Count the lines in the rows below that contain the string "given", treating case as significant. Reply with the number only.

#### RECORDS PROVIDED
----

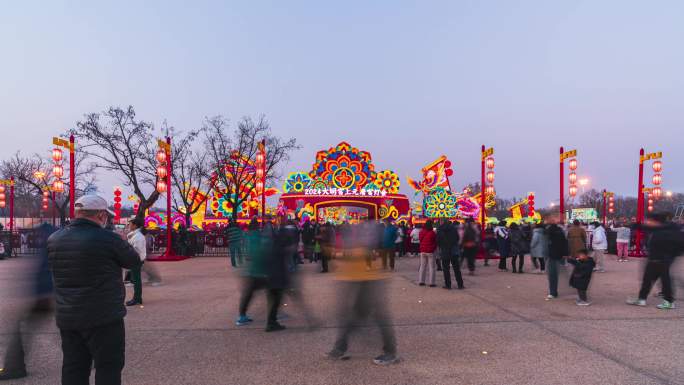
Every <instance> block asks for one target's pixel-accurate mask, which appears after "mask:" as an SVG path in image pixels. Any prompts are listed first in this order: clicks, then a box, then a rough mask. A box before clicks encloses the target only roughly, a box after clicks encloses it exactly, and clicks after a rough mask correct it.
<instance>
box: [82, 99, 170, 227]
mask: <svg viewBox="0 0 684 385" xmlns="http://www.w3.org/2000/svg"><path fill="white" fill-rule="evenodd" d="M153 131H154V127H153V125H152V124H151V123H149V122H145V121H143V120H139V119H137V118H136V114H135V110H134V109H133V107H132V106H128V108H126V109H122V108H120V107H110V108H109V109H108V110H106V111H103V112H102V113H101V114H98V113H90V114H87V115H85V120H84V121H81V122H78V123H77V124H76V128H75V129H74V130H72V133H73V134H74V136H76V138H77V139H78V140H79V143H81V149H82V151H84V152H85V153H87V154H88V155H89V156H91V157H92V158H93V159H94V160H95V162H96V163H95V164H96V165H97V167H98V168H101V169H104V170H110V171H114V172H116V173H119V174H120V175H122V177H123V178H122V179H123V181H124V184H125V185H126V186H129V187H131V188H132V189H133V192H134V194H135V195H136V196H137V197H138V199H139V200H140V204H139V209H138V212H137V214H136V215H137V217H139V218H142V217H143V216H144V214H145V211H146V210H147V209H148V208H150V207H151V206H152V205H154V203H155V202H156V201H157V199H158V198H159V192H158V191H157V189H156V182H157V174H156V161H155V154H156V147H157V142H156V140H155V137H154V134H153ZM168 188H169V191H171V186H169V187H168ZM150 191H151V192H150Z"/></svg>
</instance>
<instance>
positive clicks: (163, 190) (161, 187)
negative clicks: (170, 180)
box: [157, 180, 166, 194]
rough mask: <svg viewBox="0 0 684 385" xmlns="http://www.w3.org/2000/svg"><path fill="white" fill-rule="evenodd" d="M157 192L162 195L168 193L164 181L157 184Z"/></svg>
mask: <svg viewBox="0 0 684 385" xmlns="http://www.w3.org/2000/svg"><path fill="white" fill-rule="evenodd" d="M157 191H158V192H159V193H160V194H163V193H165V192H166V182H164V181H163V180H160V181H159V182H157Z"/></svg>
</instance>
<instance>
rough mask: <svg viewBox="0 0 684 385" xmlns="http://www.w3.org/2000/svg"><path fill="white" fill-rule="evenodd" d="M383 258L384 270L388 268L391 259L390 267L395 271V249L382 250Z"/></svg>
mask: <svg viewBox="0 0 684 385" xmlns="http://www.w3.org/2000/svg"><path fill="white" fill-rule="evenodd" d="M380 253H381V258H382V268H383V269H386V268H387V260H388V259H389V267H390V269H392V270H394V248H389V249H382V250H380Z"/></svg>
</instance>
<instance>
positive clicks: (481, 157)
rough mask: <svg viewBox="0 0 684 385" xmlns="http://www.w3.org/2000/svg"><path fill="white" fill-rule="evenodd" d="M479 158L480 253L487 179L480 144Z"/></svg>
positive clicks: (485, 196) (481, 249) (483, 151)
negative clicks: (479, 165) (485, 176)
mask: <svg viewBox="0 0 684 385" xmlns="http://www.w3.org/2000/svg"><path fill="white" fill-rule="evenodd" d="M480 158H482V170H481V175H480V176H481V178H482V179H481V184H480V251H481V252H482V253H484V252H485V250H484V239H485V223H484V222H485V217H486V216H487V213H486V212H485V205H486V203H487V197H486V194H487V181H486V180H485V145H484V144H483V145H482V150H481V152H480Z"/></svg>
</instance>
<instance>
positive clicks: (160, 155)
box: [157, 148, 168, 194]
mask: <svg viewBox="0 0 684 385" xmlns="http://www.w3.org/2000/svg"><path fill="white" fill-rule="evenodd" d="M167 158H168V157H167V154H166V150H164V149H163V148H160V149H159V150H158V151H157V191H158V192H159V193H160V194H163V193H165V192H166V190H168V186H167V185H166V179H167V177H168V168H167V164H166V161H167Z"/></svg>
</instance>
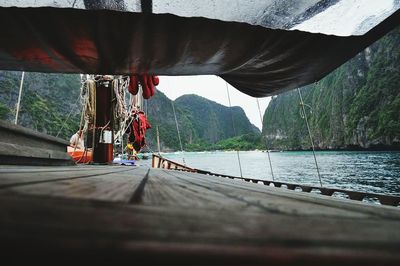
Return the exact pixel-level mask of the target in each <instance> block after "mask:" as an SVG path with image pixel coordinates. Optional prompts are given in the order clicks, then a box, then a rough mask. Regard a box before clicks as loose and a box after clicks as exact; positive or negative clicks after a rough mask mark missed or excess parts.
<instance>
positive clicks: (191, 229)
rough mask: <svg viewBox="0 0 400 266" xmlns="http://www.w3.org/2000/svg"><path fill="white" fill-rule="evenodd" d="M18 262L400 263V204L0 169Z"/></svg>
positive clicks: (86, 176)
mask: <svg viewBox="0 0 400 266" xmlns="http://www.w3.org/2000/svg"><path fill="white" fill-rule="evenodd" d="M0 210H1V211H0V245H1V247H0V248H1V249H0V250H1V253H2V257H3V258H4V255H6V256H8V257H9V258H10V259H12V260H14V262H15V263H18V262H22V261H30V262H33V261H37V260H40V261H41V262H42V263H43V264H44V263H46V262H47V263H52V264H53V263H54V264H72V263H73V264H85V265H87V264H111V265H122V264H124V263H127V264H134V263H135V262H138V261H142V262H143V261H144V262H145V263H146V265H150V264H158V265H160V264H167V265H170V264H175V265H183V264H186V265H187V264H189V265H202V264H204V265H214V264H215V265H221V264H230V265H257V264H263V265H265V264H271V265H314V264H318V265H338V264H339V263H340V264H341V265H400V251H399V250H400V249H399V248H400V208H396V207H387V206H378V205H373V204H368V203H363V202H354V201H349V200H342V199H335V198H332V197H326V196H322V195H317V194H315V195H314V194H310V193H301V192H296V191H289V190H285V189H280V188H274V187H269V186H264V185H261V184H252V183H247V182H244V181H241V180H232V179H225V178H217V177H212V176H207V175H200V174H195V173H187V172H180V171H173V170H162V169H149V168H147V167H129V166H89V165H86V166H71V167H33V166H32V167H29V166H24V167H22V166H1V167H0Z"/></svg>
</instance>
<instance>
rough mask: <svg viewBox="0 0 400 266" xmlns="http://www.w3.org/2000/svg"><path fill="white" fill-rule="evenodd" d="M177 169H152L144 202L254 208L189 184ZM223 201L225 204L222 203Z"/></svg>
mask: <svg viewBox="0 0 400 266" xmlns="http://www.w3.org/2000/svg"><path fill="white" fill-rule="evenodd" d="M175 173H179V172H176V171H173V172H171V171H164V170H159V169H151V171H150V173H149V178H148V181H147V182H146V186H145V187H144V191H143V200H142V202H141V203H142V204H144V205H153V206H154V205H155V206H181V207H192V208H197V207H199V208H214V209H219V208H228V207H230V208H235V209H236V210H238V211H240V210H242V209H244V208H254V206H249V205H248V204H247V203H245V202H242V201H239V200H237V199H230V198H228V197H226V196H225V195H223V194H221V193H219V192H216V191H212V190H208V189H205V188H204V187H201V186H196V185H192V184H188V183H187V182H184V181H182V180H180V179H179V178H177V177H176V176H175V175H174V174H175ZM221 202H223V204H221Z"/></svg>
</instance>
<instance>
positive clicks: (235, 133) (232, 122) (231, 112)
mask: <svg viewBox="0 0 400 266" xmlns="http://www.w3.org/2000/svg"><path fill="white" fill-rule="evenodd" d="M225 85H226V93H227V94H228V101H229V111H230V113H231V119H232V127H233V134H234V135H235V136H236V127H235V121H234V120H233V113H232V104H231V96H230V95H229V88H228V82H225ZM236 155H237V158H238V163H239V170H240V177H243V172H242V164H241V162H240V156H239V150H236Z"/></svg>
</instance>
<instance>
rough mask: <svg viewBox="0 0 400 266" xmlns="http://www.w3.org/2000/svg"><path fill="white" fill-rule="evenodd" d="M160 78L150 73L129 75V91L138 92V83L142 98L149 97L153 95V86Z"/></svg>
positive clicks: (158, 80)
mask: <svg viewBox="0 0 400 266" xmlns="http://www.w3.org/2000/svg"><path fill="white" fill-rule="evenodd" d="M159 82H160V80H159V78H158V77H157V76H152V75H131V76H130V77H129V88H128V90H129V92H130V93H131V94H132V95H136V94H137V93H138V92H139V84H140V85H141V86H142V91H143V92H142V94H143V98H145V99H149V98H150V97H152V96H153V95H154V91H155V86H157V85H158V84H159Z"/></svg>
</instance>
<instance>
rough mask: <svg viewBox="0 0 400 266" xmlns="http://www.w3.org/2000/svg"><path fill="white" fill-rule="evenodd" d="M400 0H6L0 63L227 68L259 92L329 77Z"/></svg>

----

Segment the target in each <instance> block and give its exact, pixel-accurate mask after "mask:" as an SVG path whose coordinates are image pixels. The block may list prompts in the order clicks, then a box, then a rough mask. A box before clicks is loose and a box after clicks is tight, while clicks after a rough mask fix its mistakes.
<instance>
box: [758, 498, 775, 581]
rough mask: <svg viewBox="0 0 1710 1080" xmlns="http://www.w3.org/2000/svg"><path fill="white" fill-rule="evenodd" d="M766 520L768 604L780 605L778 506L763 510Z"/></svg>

----

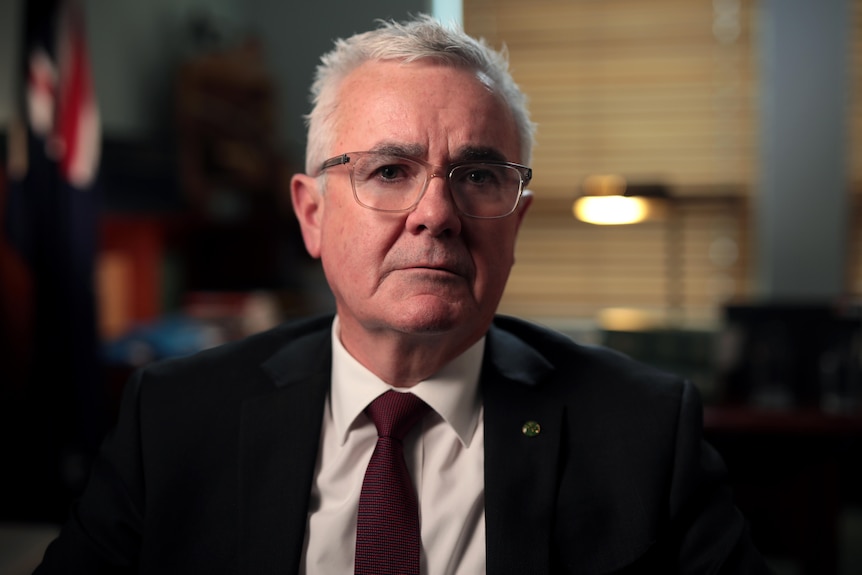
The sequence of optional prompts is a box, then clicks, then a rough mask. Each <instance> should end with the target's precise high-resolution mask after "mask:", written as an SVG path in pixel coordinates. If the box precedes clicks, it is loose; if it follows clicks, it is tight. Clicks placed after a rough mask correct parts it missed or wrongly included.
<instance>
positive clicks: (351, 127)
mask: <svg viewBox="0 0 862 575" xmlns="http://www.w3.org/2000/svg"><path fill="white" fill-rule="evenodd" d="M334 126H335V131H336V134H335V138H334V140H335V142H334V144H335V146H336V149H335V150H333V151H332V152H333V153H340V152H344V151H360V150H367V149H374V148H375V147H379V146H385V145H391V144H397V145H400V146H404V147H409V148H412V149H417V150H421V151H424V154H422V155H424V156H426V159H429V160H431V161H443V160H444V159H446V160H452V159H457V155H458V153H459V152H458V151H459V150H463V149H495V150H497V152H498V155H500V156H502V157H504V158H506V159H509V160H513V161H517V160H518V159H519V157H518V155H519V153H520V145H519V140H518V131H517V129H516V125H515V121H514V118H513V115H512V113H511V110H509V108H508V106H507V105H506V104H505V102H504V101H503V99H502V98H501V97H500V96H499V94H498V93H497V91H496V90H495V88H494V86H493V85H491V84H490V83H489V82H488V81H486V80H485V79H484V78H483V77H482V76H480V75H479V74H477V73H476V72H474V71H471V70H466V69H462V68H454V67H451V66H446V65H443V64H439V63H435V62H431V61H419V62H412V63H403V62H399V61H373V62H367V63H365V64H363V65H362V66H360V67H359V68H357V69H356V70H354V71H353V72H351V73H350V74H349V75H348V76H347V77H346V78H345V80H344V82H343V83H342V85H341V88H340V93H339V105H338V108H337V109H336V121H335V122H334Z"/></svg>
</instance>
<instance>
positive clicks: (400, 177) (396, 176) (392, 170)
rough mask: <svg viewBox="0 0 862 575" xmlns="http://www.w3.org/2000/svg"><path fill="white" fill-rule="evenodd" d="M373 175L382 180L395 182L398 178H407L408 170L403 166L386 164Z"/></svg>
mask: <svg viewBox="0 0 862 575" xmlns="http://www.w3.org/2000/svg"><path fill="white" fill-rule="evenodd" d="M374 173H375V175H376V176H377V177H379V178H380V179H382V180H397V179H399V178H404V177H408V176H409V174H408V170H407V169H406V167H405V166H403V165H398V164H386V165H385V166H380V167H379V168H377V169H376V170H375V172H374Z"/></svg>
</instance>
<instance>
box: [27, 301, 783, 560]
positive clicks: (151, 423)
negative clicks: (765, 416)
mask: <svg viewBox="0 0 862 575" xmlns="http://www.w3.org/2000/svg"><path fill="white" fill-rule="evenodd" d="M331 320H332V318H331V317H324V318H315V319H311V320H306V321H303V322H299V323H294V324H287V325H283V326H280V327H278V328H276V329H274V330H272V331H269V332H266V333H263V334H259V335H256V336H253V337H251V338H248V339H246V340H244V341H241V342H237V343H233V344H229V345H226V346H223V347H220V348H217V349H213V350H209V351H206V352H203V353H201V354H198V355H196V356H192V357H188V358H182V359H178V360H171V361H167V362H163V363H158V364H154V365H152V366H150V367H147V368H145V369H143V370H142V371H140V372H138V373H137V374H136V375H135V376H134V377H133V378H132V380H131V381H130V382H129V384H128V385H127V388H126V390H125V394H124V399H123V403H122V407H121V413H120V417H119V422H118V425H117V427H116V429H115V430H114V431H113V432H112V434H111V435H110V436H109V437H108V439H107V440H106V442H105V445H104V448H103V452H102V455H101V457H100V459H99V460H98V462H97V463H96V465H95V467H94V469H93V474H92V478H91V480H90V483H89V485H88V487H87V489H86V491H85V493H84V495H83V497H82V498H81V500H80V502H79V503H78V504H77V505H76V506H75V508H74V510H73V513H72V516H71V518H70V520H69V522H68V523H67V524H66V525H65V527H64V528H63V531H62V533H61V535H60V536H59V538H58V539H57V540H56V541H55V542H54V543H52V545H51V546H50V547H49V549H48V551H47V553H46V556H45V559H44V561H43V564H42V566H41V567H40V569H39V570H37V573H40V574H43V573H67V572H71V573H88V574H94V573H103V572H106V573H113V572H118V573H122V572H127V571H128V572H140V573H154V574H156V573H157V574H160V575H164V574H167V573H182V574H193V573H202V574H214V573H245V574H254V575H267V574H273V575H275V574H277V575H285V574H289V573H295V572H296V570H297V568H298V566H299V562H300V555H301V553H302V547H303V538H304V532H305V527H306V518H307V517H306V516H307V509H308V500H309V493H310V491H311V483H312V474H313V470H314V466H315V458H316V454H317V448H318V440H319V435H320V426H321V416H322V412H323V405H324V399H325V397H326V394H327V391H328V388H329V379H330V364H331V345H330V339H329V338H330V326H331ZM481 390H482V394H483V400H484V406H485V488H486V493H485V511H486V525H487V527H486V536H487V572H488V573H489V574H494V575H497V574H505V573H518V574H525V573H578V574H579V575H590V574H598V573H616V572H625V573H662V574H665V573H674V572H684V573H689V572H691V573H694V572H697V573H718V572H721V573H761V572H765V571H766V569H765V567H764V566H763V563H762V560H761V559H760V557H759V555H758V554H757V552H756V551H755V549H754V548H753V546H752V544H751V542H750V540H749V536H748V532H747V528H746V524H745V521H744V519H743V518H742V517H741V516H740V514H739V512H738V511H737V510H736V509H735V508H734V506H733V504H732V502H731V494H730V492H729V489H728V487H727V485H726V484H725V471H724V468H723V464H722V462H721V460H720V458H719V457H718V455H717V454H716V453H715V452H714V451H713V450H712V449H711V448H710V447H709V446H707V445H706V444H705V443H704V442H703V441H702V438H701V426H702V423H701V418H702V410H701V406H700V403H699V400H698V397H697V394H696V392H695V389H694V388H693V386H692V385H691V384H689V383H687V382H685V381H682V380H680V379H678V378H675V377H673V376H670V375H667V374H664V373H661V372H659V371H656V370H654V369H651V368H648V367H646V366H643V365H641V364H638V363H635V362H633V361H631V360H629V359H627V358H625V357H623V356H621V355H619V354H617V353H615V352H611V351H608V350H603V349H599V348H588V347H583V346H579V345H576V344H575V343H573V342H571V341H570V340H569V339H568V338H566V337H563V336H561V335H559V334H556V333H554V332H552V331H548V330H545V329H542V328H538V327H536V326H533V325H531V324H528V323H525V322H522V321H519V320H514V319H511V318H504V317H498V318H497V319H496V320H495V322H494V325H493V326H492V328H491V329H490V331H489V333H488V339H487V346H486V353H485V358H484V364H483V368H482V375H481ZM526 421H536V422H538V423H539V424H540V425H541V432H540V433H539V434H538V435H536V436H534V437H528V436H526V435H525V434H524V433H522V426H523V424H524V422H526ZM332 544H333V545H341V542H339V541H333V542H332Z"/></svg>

----

#### RESPONSE TO THIS TASK
1